WHAT YOU SHOULD DO: Below are records; report the number of lines in them that include the word "door", with no other text.

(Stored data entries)
Content starts
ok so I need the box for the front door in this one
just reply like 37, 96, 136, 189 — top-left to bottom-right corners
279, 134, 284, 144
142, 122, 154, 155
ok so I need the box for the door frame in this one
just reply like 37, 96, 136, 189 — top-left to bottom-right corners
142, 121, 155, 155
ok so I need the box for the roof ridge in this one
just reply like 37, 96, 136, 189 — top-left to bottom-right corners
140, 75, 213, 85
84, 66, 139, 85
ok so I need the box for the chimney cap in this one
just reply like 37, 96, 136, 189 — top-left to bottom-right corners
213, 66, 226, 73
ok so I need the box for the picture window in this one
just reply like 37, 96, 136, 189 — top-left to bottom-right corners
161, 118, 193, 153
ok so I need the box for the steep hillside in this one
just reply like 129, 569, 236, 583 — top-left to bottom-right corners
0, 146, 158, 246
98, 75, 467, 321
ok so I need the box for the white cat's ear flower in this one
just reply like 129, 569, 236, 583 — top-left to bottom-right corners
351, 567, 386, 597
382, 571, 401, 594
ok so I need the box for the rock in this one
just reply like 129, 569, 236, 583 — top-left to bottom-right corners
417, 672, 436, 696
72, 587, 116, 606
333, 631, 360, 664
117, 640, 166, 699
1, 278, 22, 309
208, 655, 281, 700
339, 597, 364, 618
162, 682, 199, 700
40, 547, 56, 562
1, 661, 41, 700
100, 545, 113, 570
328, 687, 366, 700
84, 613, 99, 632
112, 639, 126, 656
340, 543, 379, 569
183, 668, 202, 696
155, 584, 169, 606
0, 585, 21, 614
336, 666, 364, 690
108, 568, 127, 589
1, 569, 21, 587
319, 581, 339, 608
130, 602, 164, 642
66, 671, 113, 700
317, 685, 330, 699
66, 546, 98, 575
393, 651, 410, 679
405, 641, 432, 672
Content ends
WRITTEN RESPONSE: 2